▶ [Source document]

The repository contains the prediction code for a classifier that could guess which country the temple is in. The code gets the path to a directory with images as a parameter, and returns a CSV file with the results. The solution has option of three pretrained models: Efficient Net B3, Efficient B0, VGG16. Efficient Net B3 is the default model since it gives the highest accuracy.
library | version |
---|---|
numpy | 1.22.1 |
opencv-python | 4.5.5.62 |
pandas | 1.4.0 |
Pillow | 9.0.0 |
python-dateutil | 2.8.2 |
pytz | 2021.3 |
six | 1.16.0 |
torch | 1.10.1 |
torchvision | 0.11.2 |
typing_extensions | 4.0.1 |
pip3 install -r requirements.txt
bash predict.sh --input_path [PATH TO IMAGE DIRECTORY] --model [MODEL NAME] --pretrained_path [Path of the Pretrained Model] --output_dir [Path to the directory where output will be written] --image_shape [Dimension of the input shape]
Argument | Required/Optional | Meaning |
---|---|---|
--input_path | Required | Path of the Input Directory |
--model | Optional [Default: EFFB3] | Prediction Model to be used |
--pretrained_path | Optional [Default: models/temple-classifier-eff-best.pt] | Path of the pretrained model |
--output_dir | Optional [Default: data/output/] | Path of the Output Directory |
--image_shape | Optional [Default: 300] | Width and Height of the image |
bash predict.sh --input_path data/input/
bash predict.sh --input_path data/input/ --model EFFB0 --pretrained_path models/temple-classifier-effb0.pt --image_shape 224
bash predict.sh --input_path data/input/ --model VGG16 --pretrained_path models/temple-classifier-vgg.pt --image_shape 224
Paste the pretrained models downloaded from the link below in the models file
bash predict.sh --help
The images were divided in training and test dataset on a 80:20 split.

▶ [Listed records]

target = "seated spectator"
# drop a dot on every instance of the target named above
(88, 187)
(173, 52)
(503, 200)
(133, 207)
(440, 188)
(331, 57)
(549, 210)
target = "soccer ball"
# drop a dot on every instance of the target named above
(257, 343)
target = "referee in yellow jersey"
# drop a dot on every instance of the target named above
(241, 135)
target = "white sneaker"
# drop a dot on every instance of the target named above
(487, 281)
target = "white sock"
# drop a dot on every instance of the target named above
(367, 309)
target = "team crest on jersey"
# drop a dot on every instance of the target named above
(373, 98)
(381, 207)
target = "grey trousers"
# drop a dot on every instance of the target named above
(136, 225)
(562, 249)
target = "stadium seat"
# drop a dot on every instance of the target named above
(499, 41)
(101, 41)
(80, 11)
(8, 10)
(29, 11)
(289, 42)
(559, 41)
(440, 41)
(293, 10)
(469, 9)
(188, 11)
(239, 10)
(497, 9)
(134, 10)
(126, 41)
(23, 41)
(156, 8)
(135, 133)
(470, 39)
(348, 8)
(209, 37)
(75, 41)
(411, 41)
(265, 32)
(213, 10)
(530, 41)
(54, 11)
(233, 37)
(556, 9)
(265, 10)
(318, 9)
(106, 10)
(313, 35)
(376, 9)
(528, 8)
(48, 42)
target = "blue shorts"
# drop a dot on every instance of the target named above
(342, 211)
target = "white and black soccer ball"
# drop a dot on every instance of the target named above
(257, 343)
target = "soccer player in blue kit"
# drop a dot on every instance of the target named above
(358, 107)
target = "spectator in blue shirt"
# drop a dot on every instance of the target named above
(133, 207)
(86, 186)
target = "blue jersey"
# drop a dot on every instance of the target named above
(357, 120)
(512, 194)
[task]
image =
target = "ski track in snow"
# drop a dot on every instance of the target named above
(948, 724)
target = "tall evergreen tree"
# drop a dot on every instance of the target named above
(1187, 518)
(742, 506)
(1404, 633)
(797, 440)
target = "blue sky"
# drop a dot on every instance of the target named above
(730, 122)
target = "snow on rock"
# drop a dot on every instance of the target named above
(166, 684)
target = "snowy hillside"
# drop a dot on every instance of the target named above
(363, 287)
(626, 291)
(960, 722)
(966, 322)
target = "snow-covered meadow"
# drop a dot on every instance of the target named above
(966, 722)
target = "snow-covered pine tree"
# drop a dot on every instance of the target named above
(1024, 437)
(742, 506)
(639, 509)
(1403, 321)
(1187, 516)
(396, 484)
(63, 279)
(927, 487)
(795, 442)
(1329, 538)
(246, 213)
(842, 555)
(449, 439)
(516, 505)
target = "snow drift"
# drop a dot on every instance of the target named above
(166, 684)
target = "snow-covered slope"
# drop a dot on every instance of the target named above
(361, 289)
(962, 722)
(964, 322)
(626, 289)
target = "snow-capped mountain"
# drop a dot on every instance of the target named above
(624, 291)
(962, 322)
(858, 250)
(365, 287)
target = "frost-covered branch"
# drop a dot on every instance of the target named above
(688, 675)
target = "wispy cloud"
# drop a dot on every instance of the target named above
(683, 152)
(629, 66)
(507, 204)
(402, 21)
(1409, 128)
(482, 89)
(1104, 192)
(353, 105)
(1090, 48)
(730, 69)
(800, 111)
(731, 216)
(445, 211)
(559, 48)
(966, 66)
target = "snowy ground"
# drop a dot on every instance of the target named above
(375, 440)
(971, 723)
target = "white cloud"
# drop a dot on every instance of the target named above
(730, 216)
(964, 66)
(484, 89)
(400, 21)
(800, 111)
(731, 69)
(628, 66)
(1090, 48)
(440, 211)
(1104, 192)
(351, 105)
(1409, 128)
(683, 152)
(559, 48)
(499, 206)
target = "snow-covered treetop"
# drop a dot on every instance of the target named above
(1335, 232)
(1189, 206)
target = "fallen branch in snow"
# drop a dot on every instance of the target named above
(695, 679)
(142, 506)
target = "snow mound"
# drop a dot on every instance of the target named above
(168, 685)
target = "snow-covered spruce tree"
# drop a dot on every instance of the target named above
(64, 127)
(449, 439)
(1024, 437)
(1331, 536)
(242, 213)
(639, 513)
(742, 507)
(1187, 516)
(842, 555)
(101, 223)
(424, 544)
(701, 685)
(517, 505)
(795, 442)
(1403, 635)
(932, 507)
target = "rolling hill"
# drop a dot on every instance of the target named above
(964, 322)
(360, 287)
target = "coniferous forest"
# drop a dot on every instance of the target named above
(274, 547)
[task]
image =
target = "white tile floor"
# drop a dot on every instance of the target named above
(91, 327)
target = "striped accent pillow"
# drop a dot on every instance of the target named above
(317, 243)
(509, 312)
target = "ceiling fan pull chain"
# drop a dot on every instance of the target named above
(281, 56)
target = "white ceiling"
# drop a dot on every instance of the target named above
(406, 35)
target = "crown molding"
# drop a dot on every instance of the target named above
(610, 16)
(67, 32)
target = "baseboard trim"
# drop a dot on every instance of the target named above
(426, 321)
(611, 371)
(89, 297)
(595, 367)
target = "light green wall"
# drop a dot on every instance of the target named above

▶ [Things to do]
1. In the temple classifier README, copy the passage from "The repository contains" up to and including "the highest accuracy.".
2. According to the temple classifier README, which model is the default, and what reason does it give?

▶ [Task-by-task outputs]
1.
The repository contains the prediction code for a classifier that could guess which country the temple is in. The code gets the path to a directory with images as a parameter, and returns a CSV file with the results. The solution has option of three pretrained models: Efficient Net B3, Efficient B0, VGG16. Efficient Net B3 is the default model since it gives the highest accuracy.

2. Efficient Net B3 is the default because it gives the highest accuracy.